Passage provided
# # # # #
5 Ways to Succeed in This Economy

Dear Reader,

Singer John Denver called Dr. R. Buckminster Fuller the “grandfather of the future” in his song “What One Man Can Do.”

What made Fuller the world’s greatest futurist is that he simply looked at the past to predict the future.

People are feeling pretty optimistic about the economy because the stock market is at an all-time high. The real estate market is booming. Things seem good right now…

But if you’ve studied history then you know things don’t stay up forever.

One of the basics of being an investor is to be prepared for whatever happens, rather than attempt to predict what is about to happen.

These are the five ways I’ve learned that the rich do just that…

1)  Learn the Rules of the System

There is some degree of truth to the saying, “Remember the Golden Rule. He who has the gold makes the rules.”

The key to becoming rich is to recognize that the system is unfair, learn the rules, and use them to your advantage.

To understand fully how things happen, we need to look at the history of taxes. Originally, in England and America, there were no taxes. Occasionally, there were temporary taxes levied to pay for wars. The king or the president would put the word out and ask everyone to “chip in.”

Taxes were levied in Britain for the fight against Napoleon from 1799 to 1816, and in America to pay for the Civil War from 1861 to 1865.

In 1874, England made income tax a permanent levy on its citizens. In 1913, an income tax became permanent in the United States with the adoption of the 16th Amendment to the U.S. Constitution.

At one time, Americans were anti-tax. It had been the tax on tea that led to the famous Tea Party in Boston Harbor, an incident that helped ignite the Revolutionary War. It took approximately 50 years in both England and the United States to sell the idea of a regular income tax.

What these historical dates fail to reveal is that both of these taxes were initially levied against only the rich. The idea of taxes was made popular, and accepted by the majority, by telling the poor and the middle class that taxes were created only to punish the rich.

This is how the masses voted for the law, and it became constitutionally legal. Although it was intended to punish the rich, in reality, it wound up punishing the very groups who voted for it, the poor and middle class.

The passage of taxes was only possible because the masses believed in the Robin Hood theory of economics: Take from the rich,  and give to everyone else. The problem was that the government’s appetite for money was so great that taxes soon needed to be levied on the middle class, and from there it kept trickling down.

However, the rich saw an opportunity because they don’t play by the same set of rules. The rich knew about corporations, which became popular in the days of sailing ships. The rich created the corporation as a vehicle to limit their risk to the assets of each voyage. The rich put their money into a corporation to finance the voyage. The corporation would then hire a crew to sail to the New World to look for treasure. If the ship was lost, the crew lost their lives, but the loss to the rich would be limited only to the money they invested for that particular voyage.

It is the knowledge of the legal corporate structure that gives the rich a vast advantage over the poor and the middle class.
# # # # #
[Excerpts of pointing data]
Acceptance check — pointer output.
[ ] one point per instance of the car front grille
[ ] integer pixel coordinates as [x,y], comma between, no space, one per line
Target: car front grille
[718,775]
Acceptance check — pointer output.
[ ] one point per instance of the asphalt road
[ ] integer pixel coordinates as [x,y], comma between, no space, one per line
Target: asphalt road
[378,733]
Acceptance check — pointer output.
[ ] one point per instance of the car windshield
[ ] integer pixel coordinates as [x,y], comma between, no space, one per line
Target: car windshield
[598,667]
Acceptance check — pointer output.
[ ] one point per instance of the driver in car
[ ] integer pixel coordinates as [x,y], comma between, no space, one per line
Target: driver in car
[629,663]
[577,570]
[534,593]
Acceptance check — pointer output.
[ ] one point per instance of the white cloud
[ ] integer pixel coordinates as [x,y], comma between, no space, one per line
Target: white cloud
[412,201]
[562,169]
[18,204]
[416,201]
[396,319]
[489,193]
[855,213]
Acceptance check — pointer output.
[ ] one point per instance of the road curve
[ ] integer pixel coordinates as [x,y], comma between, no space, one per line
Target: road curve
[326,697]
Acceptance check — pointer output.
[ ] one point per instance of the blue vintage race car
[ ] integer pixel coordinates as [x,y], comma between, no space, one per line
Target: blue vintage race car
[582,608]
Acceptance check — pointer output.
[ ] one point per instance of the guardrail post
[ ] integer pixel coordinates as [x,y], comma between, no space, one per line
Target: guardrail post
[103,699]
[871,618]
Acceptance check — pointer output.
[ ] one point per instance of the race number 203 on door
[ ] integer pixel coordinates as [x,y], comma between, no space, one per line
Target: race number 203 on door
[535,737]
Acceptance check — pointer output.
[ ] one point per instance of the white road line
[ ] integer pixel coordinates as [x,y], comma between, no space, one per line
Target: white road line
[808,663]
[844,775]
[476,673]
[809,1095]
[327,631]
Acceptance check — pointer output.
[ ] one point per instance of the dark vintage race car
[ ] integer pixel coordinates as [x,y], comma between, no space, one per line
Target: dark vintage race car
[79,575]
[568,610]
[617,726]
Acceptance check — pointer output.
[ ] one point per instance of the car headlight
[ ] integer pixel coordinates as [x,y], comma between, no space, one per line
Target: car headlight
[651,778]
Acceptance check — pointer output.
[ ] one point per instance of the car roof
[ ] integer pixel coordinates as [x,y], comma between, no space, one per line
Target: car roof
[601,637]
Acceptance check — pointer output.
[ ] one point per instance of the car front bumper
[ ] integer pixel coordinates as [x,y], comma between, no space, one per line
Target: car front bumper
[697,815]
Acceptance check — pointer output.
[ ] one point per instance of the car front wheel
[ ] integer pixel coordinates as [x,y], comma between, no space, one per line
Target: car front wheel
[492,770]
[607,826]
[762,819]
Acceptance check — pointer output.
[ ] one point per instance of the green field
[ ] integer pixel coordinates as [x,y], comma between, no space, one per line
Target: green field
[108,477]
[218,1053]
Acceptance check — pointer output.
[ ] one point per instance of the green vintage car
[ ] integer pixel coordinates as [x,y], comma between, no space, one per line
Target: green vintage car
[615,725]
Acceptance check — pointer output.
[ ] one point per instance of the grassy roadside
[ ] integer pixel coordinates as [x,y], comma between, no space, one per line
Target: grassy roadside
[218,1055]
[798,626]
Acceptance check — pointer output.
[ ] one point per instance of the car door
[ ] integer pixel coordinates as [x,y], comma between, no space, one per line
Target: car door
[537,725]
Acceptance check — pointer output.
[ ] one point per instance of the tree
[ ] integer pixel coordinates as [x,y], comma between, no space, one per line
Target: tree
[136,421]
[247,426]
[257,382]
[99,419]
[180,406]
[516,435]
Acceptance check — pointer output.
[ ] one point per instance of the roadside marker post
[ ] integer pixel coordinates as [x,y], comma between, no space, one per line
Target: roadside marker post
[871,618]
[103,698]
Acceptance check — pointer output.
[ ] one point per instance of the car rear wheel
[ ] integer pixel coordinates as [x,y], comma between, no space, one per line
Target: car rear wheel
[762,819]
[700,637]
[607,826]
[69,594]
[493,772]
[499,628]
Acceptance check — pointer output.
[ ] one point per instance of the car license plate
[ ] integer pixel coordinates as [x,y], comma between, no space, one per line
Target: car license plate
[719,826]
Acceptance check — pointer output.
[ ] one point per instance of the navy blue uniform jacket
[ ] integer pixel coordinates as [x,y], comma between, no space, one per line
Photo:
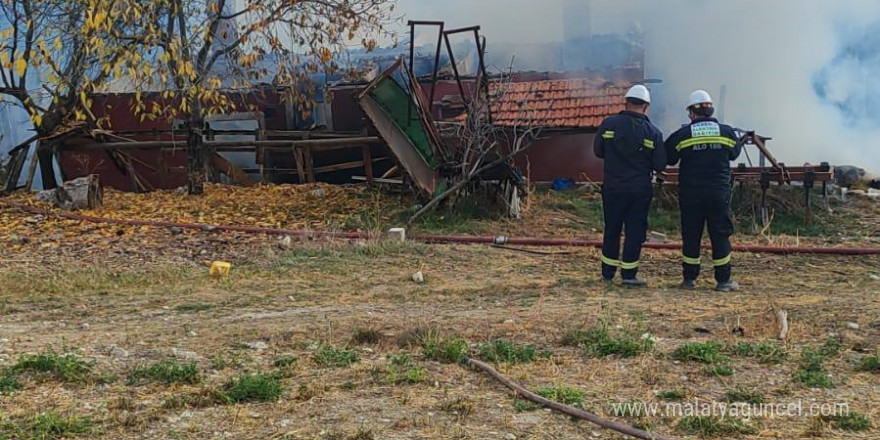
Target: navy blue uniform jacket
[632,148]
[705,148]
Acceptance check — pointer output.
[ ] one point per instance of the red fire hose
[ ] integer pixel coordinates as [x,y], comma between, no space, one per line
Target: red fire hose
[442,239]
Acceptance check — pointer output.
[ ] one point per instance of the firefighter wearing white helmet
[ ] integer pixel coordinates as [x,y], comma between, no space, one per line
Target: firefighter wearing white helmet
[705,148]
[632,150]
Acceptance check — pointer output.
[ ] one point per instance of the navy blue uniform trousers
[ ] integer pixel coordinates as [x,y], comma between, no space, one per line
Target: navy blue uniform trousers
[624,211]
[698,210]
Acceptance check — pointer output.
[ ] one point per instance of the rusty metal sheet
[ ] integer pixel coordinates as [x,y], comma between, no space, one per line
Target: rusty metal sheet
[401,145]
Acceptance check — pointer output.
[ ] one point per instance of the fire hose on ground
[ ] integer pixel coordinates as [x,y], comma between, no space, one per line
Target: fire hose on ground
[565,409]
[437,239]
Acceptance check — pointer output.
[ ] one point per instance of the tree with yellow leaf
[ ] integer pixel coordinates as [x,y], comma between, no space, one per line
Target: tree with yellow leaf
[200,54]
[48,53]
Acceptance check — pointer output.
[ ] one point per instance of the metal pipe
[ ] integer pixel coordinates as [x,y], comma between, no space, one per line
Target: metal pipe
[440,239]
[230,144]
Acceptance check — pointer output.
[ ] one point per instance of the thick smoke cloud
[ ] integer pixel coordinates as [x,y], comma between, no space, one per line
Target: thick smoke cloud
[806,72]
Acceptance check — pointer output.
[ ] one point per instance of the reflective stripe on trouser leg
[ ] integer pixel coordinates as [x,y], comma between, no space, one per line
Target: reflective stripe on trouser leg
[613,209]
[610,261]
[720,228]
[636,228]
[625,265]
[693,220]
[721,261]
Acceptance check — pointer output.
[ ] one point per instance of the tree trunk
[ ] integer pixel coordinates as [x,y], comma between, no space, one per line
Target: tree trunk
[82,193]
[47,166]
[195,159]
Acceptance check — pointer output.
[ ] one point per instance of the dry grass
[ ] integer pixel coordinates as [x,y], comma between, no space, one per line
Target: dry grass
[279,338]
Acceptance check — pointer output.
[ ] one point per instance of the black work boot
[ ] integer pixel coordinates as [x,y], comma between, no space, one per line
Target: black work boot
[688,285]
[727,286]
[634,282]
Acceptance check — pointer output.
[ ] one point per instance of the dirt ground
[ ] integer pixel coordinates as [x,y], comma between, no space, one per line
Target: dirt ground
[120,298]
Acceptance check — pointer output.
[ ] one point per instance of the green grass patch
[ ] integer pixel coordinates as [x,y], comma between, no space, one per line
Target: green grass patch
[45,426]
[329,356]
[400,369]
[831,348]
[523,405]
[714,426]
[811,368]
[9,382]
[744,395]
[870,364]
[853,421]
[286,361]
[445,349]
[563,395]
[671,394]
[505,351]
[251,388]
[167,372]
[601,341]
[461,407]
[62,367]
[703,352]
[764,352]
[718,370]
# # # # #
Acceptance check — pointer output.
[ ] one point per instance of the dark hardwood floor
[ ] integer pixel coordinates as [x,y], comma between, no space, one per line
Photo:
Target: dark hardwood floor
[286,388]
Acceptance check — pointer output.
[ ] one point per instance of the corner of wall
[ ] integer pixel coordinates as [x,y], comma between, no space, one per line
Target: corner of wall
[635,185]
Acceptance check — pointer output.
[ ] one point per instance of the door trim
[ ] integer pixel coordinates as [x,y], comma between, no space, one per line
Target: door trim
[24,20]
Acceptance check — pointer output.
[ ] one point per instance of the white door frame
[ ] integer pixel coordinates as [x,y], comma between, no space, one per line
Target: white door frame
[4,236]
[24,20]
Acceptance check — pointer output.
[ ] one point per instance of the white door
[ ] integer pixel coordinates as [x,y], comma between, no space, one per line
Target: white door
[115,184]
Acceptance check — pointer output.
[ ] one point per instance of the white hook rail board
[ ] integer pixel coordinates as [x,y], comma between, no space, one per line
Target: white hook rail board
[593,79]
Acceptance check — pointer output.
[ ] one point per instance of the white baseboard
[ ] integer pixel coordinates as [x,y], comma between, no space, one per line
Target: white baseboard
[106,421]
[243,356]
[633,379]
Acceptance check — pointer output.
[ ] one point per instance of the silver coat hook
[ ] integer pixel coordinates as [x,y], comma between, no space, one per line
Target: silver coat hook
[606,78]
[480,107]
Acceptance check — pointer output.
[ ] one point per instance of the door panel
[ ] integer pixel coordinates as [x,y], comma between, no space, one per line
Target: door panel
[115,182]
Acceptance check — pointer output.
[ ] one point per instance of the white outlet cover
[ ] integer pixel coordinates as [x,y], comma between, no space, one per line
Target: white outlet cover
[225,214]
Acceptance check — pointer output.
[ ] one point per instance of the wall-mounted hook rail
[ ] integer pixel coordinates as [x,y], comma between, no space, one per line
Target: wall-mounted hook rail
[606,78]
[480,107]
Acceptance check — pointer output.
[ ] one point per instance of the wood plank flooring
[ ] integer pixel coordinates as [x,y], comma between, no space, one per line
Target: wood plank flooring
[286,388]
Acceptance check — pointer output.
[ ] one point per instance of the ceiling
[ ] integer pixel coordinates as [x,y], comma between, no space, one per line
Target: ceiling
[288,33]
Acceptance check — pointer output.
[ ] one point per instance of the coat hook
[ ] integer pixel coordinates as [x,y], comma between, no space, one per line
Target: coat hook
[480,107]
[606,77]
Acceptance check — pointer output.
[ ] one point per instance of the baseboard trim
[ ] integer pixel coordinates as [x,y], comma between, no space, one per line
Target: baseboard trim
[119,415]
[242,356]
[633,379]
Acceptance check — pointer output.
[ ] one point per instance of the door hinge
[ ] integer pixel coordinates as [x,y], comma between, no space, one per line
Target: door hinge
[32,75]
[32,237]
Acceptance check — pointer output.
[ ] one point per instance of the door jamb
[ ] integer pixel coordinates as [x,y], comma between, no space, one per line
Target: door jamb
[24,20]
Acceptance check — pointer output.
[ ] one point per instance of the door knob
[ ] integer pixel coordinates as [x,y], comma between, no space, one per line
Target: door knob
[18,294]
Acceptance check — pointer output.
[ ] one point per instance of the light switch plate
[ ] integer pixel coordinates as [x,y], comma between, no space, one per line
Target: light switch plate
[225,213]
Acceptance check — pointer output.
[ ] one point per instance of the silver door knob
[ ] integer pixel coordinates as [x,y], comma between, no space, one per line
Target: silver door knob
# # # # #
Problems to solve
A. Which years are mentioned in the article on succeeding in this economy? List every one.
B. Can you reproduce the article on succeeding in this economy word for word, beginning at the words "People are feeling" and stopping after "to your advantage."?

Results of the tasks
A. 1799, 1816, 1861, 1865, 1874, 1913

B.
People are feeling pretty optimistic about the economy because the stock market is at an all-time high. The real estate market is booming. Things seem good right now…

But if you’ve studied history then you know things don’t stay up forever.

One of the basics of being an investor is to be prepared for whatever happens, rather than attempt to predict what is about to happen.

These are the five ways I’ve learned that the rich do just that…

1)  Learn the Rules of the System

There is some degree of truth to the saying, “Remember the Golden Rule. He who has the gold makes the rules.”

The key to becoming rich is to recognize that the system is unfair, learn the rules, and use them to your advantage.